▸ **MATERIAL FOR THIS TASK**:
┏━━
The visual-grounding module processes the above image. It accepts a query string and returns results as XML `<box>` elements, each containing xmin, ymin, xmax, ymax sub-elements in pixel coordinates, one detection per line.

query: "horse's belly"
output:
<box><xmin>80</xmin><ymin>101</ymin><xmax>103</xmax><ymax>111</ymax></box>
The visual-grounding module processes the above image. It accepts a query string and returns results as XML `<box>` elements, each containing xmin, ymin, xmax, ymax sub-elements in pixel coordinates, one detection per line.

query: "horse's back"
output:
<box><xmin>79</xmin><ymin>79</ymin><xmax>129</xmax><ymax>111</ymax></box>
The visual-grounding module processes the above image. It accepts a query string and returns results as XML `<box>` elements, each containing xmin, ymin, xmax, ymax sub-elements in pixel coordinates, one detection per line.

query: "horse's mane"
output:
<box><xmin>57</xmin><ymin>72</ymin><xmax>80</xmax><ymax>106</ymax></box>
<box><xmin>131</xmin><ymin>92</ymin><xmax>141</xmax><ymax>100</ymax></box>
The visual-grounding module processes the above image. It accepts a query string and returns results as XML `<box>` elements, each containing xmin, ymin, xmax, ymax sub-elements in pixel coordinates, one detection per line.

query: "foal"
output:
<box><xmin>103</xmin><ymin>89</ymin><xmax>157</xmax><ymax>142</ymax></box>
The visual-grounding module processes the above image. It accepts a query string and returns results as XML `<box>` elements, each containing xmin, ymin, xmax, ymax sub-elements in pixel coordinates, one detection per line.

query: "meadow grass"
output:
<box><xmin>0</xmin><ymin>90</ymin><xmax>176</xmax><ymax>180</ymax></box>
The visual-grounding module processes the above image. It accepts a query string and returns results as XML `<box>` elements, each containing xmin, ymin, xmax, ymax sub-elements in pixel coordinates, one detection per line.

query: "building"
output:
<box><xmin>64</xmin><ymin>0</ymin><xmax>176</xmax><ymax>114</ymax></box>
┗━━
▸ **AIM**: Pick out each line in the rows above that contains the string "horse", and copy those lines unchanged.

▸ **TASK OUTPUT**:
query: "horse's belly"
query: "horse's back"
query: "horse's mane"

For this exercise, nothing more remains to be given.